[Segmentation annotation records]

╭──

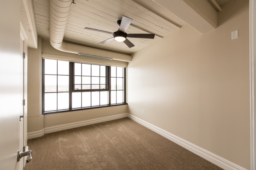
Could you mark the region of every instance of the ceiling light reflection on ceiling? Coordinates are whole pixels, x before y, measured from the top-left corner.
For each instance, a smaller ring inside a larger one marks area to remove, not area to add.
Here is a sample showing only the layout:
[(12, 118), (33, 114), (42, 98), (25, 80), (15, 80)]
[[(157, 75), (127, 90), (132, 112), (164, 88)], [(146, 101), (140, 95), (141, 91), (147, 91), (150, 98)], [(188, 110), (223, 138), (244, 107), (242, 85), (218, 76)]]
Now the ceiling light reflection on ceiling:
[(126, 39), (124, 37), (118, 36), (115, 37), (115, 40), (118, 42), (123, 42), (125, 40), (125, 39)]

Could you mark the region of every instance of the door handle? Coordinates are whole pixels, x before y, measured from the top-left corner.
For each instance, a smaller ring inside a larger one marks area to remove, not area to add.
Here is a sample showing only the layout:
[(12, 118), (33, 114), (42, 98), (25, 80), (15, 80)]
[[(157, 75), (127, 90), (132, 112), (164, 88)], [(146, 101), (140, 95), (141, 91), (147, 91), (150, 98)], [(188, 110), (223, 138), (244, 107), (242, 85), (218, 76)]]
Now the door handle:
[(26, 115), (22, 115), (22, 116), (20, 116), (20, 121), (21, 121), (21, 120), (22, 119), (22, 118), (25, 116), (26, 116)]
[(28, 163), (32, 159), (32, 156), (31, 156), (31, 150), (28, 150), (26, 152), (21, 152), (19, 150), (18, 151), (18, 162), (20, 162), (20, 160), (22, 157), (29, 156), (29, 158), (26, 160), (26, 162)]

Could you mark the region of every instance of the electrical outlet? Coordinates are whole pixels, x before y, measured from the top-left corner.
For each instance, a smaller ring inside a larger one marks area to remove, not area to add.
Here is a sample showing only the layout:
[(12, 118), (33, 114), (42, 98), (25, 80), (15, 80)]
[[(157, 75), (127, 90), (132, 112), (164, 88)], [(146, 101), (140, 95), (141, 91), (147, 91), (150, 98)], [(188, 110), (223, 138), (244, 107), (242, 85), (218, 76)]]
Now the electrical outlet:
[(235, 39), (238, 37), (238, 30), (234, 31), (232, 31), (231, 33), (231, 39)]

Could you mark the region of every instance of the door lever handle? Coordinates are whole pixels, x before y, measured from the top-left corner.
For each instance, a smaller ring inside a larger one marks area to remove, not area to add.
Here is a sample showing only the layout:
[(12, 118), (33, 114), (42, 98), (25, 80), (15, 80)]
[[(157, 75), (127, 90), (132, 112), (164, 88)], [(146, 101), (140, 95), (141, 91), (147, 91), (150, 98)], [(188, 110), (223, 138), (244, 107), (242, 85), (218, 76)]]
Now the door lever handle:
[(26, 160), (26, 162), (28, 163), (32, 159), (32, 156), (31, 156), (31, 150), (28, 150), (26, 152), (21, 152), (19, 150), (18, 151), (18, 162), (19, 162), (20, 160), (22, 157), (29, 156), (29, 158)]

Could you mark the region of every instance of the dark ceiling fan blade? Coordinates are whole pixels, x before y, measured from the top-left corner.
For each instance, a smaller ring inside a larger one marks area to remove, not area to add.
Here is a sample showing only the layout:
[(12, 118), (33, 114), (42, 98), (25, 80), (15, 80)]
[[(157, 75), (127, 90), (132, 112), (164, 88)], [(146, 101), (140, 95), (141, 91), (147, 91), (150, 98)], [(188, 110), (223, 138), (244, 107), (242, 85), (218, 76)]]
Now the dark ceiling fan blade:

╰──
╭──

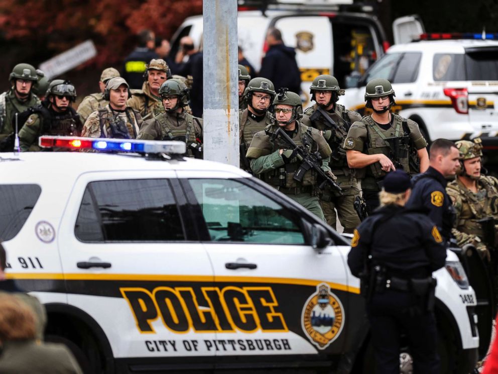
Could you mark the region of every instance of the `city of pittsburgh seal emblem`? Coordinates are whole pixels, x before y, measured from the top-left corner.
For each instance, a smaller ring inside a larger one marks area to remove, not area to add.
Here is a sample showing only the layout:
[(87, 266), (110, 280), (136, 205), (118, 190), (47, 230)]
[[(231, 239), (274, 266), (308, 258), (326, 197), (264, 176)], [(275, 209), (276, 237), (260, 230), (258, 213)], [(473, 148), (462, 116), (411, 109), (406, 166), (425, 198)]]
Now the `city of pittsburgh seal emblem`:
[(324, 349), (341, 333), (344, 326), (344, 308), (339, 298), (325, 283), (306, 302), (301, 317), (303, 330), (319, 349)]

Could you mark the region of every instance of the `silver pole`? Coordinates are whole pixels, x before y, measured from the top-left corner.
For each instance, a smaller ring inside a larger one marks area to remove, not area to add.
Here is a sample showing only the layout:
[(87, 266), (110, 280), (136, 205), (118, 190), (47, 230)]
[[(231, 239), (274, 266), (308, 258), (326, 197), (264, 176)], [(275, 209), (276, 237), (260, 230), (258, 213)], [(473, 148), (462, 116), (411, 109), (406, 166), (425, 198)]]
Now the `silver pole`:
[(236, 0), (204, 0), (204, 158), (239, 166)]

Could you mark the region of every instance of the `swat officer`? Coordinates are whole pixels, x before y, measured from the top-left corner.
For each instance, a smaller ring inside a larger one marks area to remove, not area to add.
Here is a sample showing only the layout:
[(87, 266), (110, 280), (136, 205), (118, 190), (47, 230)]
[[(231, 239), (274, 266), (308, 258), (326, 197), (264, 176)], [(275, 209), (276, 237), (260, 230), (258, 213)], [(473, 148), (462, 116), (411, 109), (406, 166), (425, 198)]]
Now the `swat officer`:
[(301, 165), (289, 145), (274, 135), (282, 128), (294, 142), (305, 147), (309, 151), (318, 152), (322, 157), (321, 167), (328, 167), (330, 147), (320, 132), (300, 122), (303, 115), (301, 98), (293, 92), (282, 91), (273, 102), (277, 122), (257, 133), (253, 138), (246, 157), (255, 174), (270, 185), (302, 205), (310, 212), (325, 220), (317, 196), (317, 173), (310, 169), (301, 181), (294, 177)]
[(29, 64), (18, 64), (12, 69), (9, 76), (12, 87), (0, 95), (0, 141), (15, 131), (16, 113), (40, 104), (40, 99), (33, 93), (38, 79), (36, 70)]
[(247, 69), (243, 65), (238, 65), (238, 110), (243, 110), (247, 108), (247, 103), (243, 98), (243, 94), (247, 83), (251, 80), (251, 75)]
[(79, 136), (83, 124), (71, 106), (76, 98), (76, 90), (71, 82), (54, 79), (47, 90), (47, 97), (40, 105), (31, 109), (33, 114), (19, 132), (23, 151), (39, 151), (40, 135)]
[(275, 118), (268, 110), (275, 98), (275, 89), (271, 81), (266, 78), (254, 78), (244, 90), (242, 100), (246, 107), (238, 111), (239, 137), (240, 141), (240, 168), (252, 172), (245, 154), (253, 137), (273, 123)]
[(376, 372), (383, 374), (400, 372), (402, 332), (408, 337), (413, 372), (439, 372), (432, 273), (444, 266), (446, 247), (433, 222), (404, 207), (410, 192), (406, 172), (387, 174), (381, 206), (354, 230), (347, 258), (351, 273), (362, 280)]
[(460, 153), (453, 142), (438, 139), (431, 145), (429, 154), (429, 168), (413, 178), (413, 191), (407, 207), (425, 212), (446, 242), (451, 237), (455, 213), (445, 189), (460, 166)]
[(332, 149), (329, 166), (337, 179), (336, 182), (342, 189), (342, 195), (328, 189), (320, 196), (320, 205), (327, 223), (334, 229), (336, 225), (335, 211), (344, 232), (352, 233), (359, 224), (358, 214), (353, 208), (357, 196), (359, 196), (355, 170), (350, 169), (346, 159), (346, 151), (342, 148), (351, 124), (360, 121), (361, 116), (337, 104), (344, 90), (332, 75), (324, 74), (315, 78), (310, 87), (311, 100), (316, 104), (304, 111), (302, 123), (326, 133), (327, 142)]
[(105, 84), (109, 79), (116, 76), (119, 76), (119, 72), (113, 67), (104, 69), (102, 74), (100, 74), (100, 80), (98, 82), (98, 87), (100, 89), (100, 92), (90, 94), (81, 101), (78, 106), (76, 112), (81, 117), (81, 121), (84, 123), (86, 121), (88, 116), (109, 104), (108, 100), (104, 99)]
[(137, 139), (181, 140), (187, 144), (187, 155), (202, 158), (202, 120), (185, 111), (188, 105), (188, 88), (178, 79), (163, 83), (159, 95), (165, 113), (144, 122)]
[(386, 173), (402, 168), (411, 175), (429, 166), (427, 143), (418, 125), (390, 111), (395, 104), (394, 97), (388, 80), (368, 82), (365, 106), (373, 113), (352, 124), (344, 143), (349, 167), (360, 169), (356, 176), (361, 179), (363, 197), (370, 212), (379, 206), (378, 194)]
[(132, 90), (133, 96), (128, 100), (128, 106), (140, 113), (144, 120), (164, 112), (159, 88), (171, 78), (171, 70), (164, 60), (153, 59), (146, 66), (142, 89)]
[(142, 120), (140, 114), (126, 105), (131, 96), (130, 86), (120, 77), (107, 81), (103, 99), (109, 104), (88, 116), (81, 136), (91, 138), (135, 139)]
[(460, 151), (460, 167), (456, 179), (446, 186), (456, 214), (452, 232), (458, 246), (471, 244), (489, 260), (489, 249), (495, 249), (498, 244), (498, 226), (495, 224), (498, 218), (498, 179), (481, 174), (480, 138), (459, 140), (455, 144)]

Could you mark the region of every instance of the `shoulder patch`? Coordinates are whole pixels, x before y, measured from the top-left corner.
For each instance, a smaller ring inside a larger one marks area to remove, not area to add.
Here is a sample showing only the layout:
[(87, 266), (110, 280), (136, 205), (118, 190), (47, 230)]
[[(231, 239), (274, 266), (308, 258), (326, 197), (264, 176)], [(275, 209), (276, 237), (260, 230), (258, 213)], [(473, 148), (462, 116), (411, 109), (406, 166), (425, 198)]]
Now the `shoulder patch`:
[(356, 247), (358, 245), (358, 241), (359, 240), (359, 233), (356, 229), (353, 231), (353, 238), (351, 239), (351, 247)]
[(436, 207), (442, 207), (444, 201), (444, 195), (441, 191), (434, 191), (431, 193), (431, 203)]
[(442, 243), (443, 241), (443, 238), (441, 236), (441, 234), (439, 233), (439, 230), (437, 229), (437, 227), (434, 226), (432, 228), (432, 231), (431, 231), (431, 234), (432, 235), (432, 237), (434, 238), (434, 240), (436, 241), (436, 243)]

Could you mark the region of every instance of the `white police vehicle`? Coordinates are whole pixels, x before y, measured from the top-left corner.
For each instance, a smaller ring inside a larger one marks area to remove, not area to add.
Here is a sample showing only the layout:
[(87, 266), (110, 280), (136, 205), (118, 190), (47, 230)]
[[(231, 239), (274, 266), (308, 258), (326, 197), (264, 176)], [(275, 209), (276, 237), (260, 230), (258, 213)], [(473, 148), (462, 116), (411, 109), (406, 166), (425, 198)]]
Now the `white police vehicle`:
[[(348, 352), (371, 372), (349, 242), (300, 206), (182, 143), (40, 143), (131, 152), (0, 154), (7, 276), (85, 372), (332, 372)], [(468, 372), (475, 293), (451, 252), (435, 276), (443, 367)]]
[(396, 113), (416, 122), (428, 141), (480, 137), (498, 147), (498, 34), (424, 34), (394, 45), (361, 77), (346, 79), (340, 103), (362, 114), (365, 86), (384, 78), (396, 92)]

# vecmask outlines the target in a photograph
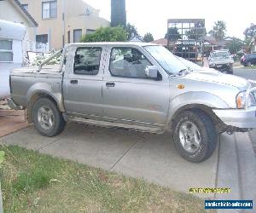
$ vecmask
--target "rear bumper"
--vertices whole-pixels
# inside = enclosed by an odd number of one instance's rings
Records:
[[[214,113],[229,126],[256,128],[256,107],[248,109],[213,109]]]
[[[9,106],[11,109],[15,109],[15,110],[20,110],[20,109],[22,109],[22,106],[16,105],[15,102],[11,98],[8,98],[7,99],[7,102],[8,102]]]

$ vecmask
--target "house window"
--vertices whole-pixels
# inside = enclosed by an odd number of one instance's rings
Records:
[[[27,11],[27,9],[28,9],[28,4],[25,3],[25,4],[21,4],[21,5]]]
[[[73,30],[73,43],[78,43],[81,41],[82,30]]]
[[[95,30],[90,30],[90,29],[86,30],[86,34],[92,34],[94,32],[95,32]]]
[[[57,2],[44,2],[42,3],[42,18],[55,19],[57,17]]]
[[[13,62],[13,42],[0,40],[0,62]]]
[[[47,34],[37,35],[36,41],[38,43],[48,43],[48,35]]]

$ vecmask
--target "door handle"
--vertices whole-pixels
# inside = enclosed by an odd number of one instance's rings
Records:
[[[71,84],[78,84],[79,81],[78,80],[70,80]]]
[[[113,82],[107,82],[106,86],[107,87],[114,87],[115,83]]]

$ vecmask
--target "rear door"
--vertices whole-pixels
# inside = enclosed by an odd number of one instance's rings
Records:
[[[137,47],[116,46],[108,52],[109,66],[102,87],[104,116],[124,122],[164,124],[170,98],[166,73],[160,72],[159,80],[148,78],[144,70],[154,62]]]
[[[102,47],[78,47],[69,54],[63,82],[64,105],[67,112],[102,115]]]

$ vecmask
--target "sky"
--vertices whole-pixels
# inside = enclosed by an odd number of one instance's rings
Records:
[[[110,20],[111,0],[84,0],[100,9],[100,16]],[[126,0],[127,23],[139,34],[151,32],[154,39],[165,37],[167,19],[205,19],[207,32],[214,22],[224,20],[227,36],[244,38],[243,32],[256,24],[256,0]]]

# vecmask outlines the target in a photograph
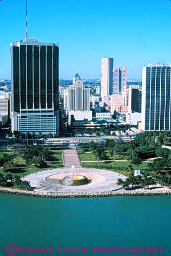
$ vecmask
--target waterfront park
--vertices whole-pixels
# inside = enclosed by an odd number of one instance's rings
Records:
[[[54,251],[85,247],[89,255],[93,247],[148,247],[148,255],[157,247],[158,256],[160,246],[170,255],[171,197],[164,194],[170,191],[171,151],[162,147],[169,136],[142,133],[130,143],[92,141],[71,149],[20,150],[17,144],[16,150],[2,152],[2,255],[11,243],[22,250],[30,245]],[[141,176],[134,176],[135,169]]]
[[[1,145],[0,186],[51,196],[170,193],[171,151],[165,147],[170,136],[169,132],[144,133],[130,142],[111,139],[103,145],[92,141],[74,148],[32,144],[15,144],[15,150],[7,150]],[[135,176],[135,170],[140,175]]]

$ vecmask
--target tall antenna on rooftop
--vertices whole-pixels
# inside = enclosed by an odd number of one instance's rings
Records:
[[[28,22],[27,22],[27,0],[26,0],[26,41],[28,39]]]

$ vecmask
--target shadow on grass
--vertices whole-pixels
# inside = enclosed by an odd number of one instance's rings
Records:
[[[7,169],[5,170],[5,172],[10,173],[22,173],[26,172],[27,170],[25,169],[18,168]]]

╰──
╭──

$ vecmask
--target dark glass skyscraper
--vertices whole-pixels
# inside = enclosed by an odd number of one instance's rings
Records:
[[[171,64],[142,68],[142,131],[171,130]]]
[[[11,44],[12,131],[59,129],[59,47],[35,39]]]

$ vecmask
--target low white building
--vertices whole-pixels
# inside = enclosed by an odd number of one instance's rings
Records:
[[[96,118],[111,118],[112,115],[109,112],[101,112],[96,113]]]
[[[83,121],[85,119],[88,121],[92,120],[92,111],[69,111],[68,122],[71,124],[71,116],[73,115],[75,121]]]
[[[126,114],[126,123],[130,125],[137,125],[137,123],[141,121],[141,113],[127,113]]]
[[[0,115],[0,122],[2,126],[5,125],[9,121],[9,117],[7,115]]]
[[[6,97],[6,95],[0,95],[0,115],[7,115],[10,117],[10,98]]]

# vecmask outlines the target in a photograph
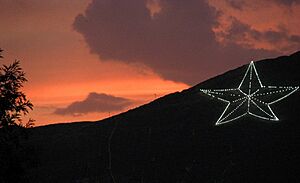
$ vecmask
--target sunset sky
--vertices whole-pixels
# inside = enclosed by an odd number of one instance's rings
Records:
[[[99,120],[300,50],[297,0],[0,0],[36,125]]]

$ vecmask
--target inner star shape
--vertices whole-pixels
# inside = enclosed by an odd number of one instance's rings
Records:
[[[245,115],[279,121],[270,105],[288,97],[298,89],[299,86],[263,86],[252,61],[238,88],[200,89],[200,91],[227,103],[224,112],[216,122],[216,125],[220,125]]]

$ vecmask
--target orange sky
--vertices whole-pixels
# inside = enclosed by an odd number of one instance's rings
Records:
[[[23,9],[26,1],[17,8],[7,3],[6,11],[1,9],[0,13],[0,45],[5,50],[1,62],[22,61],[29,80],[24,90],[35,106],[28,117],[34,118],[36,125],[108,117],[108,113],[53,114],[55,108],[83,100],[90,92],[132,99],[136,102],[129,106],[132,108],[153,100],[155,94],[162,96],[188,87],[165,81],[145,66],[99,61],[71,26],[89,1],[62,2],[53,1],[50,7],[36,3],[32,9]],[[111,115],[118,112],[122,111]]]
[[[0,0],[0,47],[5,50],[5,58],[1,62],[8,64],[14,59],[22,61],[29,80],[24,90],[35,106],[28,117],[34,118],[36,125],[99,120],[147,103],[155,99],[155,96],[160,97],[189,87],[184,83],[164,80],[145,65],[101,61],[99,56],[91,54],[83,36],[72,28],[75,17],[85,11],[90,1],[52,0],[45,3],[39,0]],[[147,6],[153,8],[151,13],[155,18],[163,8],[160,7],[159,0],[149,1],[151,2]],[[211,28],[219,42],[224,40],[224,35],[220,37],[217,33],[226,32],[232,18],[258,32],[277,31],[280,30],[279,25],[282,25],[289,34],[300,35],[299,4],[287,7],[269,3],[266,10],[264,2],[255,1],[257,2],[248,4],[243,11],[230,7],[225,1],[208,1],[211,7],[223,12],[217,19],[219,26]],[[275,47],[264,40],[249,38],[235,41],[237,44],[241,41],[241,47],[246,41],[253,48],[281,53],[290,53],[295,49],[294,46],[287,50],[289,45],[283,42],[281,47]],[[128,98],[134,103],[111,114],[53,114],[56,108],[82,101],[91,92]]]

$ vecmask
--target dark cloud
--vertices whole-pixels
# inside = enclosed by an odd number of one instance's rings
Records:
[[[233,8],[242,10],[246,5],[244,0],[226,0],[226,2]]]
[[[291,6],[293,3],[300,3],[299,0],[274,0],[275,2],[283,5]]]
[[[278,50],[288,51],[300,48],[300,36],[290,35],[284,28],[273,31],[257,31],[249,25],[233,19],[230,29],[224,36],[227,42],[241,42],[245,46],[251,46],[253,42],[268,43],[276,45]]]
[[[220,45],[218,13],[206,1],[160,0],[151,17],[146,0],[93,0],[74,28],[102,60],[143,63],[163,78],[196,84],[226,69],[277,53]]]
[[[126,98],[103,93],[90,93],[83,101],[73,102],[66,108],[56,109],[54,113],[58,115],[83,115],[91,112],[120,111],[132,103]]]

╰──

* SHORT TASK
Copy out the records word for word, from the line containing "the door handle?" through the line containing "33), (231, 39)]", including both of those lines.

* SOLUTION TO THE PROBLEM
Could you mark the region of every instance of the door handle? Coordinates are whole pixels, x before y, measured from the top-left corner.
For each instance, a smaller ring inside a larger one marks area to remove, not area to add.
Here is a sample showing only the layout:
[(12, 118), (33, 114), (42, 98), (25, 80), (15, 80)]
[[(157, 75), (127, 90), (132, 112), (164, 88)], [(146, 101), (140, 95), (141, 91), (147, 91), (150, 98)], [(188, 110), (223, 138), (244, 107), (242, 85), (218, 76)]]
Now the door handle:
[(26, 115), (22, 115), (22, 116), (20, 116), (20, 121), (21, 121), (21, 120), (22, 119), (22, 118), (25, 116), (26, 116)]
[(28, 163), (32, 159), (32, 156), (31, 156), (31, 150), (28, 150), (26, 152), (21, 152), (19, 150), (18, 151), (18, 162), (20, 162), (20, 160), (22, 157), (29, 156), (29, 158), (26, 160), (26, 162)]

Could you mark the region of every instance of the electrical outlet? Coordinates are whole pixels, x before y, measured from the top-left corner.
For each instance, a smaller ring inside a larger one marks area to remove, not area to add.
Here is a sample showing only the layout:
[(12, 118), (33, 114), (42, 98), (25, 80), (15, 80)]
[[(157, 75), (127, 90), (132, 112), (164, 88)], [(146, 101), (140, 95), (141, 91), (147, 91), (150, 98)], [(188, 110), (223, 138), (244, 107), (242, 85), (218, 76)]]
Now the electrical outlet:
[(235, 39), (238, 37), (238, 30), (234, 31), (232, 31), (231, 33), (231, 39)]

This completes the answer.